→ Selected text:
Newsroom Press and media

Chartae Latinae Antiquiores Cataloniae published

El professor Jesús Alturo i la investigadora predoctoral Tània Alaix.
Professor Jesús Alturo and predoctoral researcher Tània Alaix.
The international Chartae Latinae Antiquiores series now includes two new volumes dedicated to Catalonia, which is comprised of almost 100 original documents from the 9th century or before, studied and edited by UAB Professor Jesús Alturo, with the collaboration of pre-doctoral researcher Tània Alaix.

04/10/2017

One of the most important collective academic tasks undertaken in the field of Palaeography and Diplomatics is the Chartae Latinae Antiquiores series. Its objective is to put together palaeography and diplomatic, and when necessary historical and cultural commentaries in a faithful series which includes real-size photographies of all of the original documents from the 9th century and before.

Catalonia recently joined the project with the recent publication of Chartae Latinae Antiquiores Cataloniae, in two volumes, Volume 112 and Volume 113, which includes a total of 97 diplomas, studied and edited by Dr Jesús Alturo, Professor in Palaeography, Codicology and Diplomatics at the Department of Antiquity and Middle Ages Studies, with the collaboration of pre-doctoral researcher Tània Alaix.

→ Provided records:
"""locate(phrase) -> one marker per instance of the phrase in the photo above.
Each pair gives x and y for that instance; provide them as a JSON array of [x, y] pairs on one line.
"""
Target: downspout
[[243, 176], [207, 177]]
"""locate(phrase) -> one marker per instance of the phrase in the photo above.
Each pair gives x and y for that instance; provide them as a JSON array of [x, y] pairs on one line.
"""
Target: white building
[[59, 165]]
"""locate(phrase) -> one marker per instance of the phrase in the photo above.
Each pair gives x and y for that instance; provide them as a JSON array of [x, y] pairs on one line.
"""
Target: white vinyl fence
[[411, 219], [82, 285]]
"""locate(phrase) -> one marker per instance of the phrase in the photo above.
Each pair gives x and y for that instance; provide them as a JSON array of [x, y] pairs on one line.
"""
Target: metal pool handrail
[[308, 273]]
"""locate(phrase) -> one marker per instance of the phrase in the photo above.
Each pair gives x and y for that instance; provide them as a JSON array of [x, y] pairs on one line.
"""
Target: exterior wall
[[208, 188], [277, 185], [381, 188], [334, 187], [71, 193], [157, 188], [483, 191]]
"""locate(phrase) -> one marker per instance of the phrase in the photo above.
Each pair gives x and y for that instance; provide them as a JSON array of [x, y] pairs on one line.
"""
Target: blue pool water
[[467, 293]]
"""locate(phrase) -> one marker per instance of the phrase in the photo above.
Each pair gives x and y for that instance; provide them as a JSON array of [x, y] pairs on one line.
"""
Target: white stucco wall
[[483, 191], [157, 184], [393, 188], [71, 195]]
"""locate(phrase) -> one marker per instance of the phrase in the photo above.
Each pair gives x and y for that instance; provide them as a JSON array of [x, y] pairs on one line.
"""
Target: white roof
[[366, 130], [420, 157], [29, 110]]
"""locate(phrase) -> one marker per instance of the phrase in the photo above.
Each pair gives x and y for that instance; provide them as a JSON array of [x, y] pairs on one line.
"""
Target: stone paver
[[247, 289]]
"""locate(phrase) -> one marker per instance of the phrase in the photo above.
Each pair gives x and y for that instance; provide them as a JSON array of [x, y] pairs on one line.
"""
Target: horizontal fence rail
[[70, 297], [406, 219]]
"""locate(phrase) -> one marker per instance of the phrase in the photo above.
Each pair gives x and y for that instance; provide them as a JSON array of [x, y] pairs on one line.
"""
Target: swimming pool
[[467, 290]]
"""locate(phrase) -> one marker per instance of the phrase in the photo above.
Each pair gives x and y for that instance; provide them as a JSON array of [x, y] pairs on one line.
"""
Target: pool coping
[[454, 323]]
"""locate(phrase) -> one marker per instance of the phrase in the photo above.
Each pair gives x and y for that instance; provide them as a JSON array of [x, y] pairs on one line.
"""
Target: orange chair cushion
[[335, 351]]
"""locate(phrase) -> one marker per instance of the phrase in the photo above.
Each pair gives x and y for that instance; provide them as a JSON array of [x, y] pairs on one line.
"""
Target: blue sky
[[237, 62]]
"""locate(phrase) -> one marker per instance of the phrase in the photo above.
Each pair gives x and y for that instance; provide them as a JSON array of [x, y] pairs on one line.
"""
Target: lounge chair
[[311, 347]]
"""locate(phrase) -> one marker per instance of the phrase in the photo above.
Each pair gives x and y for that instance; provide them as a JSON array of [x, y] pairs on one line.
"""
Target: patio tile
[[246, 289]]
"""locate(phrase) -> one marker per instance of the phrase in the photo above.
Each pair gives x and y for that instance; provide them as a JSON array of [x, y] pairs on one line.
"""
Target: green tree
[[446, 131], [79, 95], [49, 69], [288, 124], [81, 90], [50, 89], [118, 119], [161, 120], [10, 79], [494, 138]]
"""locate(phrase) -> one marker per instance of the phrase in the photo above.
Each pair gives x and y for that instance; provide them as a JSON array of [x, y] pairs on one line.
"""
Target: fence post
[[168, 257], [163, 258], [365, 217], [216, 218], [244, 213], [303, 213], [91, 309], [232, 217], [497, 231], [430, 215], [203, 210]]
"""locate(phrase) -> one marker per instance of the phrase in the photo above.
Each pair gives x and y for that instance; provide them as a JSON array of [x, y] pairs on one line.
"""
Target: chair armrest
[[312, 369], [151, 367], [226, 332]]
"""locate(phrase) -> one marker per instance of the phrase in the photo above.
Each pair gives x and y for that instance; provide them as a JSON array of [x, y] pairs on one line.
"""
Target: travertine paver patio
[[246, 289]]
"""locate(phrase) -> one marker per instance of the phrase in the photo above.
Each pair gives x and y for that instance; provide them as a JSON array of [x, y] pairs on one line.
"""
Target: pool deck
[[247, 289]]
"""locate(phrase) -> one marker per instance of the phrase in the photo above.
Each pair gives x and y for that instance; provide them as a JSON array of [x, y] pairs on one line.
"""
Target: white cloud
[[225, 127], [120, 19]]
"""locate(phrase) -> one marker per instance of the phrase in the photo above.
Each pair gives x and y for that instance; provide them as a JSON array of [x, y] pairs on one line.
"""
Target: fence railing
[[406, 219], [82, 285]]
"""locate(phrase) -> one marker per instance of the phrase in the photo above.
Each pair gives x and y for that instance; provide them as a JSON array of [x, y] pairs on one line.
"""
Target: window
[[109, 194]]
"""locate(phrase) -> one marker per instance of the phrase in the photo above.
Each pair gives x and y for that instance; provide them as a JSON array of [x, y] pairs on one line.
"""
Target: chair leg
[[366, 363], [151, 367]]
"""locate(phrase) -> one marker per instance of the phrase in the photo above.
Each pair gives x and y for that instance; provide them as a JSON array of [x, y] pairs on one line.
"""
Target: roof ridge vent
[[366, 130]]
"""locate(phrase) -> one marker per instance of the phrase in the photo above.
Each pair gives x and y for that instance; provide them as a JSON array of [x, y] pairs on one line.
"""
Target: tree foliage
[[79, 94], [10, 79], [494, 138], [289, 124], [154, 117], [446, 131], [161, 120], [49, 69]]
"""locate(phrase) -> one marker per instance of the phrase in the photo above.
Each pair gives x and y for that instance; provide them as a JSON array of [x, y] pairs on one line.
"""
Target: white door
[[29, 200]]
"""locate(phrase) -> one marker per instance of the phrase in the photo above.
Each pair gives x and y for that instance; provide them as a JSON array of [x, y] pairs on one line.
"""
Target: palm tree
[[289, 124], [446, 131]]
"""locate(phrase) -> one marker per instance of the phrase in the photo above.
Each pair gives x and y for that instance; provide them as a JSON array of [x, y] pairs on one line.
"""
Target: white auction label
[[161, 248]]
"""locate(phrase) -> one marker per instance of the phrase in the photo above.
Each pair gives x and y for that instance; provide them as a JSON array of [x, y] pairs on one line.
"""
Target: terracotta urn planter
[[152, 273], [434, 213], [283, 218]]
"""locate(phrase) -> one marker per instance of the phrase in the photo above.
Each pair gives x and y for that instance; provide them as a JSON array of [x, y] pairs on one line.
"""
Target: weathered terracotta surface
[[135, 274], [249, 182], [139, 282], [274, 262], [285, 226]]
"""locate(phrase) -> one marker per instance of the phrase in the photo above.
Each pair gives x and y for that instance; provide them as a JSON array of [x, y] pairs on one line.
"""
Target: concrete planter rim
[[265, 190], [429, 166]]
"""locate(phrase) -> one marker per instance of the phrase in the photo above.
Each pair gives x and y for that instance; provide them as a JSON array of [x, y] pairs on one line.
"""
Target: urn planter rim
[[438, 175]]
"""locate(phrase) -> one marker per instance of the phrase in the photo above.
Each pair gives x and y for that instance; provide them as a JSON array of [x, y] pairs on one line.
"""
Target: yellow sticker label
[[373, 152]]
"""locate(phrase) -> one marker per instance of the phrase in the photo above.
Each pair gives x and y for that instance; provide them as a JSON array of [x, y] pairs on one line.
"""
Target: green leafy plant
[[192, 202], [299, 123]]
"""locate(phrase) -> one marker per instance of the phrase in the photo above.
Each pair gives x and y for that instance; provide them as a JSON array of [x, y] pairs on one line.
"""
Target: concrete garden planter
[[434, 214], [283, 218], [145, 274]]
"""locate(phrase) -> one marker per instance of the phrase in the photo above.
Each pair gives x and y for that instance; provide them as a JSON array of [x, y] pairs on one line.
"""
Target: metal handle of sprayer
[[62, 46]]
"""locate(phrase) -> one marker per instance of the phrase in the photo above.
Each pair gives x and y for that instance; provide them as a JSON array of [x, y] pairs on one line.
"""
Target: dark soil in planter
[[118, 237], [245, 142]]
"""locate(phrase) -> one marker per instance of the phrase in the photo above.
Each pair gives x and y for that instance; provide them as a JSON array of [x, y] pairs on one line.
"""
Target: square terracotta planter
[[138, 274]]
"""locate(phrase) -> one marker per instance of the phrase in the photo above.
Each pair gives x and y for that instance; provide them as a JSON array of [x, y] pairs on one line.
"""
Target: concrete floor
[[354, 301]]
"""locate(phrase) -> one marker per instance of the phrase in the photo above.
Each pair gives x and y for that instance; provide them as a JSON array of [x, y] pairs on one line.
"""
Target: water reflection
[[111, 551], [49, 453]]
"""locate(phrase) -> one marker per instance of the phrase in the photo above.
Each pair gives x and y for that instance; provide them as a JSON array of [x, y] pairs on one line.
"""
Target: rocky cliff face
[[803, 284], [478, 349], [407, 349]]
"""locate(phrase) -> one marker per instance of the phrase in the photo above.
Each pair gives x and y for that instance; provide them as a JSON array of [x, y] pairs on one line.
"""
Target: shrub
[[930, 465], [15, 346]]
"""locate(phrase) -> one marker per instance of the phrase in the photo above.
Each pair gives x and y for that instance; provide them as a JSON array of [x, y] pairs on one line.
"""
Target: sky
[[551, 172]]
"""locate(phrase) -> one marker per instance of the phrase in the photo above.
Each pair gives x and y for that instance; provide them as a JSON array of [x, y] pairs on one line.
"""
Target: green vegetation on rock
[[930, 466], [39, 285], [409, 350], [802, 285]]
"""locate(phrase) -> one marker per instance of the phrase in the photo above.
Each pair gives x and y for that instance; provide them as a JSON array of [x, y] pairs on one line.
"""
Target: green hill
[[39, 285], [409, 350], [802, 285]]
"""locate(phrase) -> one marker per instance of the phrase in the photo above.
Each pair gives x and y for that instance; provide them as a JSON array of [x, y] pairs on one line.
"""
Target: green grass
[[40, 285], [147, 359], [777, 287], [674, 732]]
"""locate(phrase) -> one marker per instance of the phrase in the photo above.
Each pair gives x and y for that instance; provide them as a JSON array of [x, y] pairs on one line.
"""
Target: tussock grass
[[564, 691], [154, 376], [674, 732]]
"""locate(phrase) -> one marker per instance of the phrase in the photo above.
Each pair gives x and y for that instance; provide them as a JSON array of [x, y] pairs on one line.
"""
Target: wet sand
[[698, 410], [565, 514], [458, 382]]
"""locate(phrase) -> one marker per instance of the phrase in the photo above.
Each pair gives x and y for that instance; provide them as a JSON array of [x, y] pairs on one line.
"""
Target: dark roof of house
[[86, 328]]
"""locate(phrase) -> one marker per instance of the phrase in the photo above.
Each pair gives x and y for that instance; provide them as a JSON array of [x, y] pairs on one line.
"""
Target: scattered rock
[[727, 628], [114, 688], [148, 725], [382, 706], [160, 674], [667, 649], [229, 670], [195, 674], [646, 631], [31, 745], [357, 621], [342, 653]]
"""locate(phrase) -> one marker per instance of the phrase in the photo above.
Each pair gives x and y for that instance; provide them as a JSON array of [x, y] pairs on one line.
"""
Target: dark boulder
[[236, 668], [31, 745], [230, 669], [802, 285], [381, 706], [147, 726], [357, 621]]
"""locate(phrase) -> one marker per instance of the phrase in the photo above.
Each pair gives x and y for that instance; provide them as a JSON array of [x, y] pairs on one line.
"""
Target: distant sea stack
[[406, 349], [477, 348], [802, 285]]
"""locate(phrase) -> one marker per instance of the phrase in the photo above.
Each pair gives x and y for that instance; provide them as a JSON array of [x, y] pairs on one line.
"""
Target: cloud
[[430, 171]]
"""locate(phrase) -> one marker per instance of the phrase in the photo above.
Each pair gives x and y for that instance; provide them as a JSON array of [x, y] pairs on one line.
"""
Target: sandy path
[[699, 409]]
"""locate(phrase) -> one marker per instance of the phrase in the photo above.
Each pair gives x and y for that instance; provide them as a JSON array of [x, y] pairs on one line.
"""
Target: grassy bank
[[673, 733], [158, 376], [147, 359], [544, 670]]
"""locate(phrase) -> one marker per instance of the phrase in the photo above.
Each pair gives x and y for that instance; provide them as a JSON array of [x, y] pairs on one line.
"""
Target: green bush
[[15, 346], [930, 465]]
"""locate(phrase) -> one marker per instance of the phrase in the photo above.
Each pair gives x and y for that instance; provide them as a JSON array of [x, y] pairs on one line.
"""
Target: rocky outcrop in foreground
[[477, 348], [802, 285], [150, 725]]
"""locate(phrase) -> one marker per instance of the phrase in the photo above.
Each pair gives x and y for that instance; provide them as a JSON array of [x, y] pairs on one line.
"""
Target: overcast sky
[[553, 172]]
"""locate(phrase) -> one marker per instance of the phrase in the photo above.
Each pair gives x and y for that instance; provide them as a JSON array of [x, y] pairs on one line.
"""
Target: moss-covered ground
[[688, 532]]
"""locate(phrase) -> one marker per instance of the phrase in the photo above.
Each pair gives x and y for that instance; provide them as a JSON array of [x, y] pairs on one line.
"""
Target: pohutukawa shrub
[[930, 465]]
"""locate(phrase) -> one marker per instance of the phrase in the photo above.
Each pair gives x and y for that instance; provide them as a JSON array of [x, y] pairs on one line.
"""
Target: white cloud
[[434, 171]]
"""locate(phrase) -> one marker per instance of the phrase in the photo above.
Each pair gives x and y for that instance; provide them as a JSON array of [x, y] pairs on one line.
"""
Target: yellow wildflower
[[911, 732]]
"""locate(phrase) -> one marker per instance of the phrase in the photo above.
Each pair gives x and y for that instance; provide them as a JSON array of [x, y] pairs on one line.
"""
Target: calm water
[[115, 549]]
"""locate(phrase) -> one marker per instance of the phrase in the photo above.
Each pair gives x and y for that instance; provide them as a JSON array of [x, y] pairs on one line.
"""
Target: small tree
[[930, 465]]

→ Task list:
1. Say whether each statement agrees with the news item, answering yes or no and quoting the deciding words: (a) The two Catalan volumes are numbered 112 and 113. (b) The Catalan volumes contain a total of 120 diplomas. (c) Tània Alaix is described as a professor.
2. Reproduce the news item word for word, beginning at the words "El professor Jesús" and stopping after "century and before.".

→ The replies:
1.
(a) Yes: "in two volumes, Volume 112 and Volume 113"
(b) No: "which includes a total of 97 diplomas"
(c) No: "with the collaboration of pre-doctoral researcher Tània Alaix"

2.
El professor Jesús Alturo i la investigadora predoctoral Tània Alaix.
Professor Jesús Alturo and predoctoral researcher Tània Alaix.
The international Chartae Latinae Antiquiores series now includes two new volumes dedicated to Catalonia, which is comprised of almost 100 original documents from the 9th century or before, studied and edited by UAB Professor Jesús Alturo, with the collaboration of pre-doctoral researcher Tània Alaix.

04/10/2017

One of the most important collective academic tasks undertaken in the field of Palaeography and Diplomatics is the Chartae Latinae Antiquiores series. Its objective is to put together palaeography and diplomatic, and when necessary historical and cultural commentaries in a faithful series which includes real-size photographies of all of the original documents from the 9th century and before.